PROBLEM TO WORK ON - Please continue the passage on the proposed Suðuroy Tunnel from the point where it stops.

EXCERPTED TEXT -
--
The Suðuroyartunnilin (Suðuroy Tunnel) is a proposed submerged fixed-link in the Faroe Islands, linking the island of Suðuroy to Sandoy. Currently all vehicles and cargo, and virtually all passenger traffic must use the ferry service.

Current situation
At present, a ferry service operates between Krambatangi on central Suðuroy and the capital Tórshavn. The ferry is operated by the national transport company Strandfaraskip Landsins and uses the vessels Smyril (passengers and cargo) and Herhjólfur III (cargo), taking two hours and five minutes (Smyril) to three hours (Herhjólfur III) each way. In 2019, on average 1,000 passengers (including the drivers) and 290 vehicles embarked on the ferry per day. The frequency is either twice or three times per day, though the service is frequently cancelled in winter due to adverse weather and heavy seas, since the Suðuroyarfjørður strait is exposed to swell and strong tidal currents (with overfalls in places), and funnels northwesterlies.

Currently another ferry links Skúvoy and Sandoy multiple trips per day, most of which need to be reserved in advance. If the Suðuroyartunnilin would route via Skúvoy, it would add Skúvoy to the road network and replace this passenger ferry service as well. Incidentally, the Suðuroyartunnilin would form a structural, direct link between Sandoy and Suðuroy - the two southern sýslur (districts) - for the first time in decades. Currently they are only marginally linked via a twice-weekly helicopter service, running the route Tórshavn-Skúvoy-Stóra Dímun-Froðba, which does not call at Sandoy itself.
--
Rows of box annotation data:
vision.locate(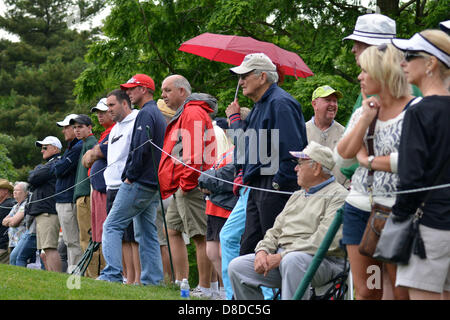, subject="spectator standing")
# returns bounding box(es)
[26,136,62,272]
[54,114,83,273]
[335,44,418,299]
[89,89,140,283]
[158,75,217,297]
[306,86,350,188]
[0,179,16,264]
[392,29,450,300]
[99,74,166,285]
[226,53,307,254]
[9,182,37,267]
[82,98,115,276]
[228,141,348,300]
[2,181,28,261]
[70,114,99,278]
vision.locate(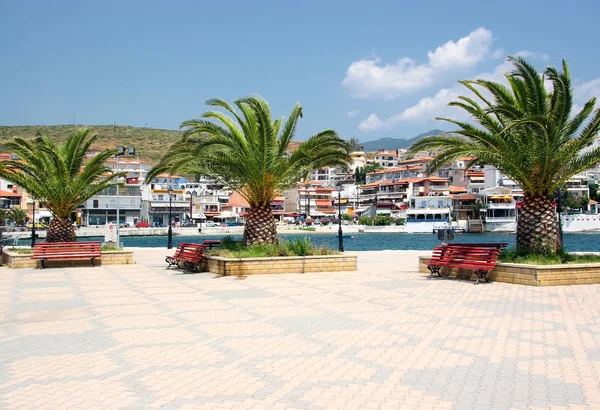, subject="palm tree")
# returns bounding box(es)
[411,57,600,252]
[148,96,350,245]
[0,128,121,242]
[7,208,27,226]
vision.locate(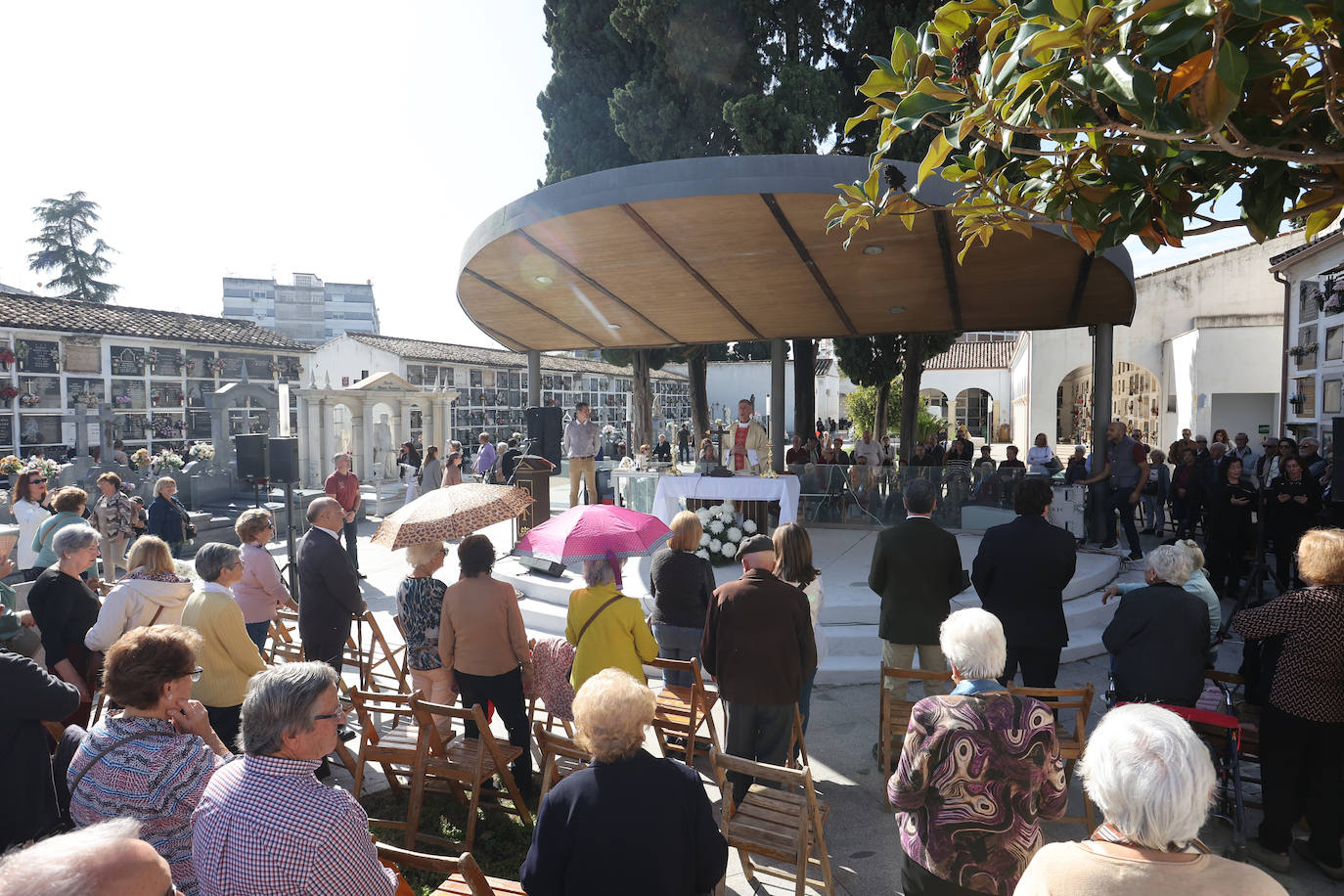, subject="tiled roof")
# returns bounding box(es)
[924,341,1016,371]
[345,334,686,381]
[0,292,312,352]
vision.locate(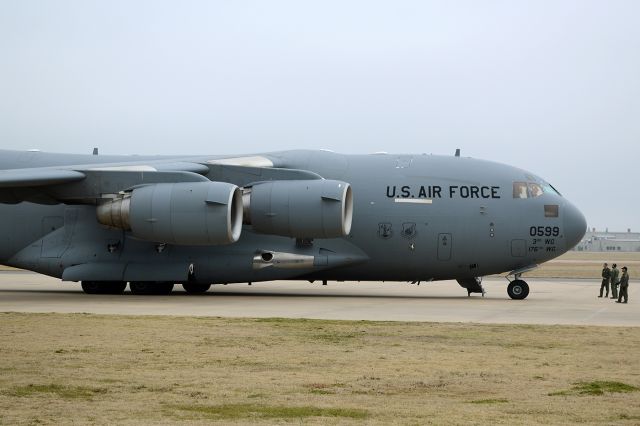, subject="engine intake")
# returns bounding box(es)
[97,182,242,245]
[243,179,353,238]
--
EXERCISE ANSWER -
Landsverk constructed a new Hvalbiartunnil between Trongisvágur and Hvalba. This tunnel replaced the old tunnel from 1963. The old Hvalbiartunnilin was a bottleneck that needed to be solved for before Suðuroyartunnilin could become a reality. Also a replacement of the Sanvíkartunnilin, to the northernmost village Sandvík, is being considered for this reason. A new tunnel of 2.5 kilometres has an estimated cost of 219 million DKK.

On Sandoy, the Sandoyartunnilin will open in December 2023 and connect Sandoy to Streymoy. This tunnel would act as a stepping stone for Suðuroy-bound traffic if the Suðuroyartunnilin becomes reality. In the meantime, the ferry MS Smyril may dock in Sandur instead of Tórshavn, and sail to Hvalba, as was expressed as a possibility by Strandfaraskip Landsins in 2023. This would reduce the crossing time to 1 hour and 15 minutes, thus allowing for increased frequency, and bringing travel times from Suðuroy to Tórshavn to a maximum of 2.5 hours from door to door. However, the ports in Hvalba and Sandur would need to be extended in order to accommodate MS Smyril.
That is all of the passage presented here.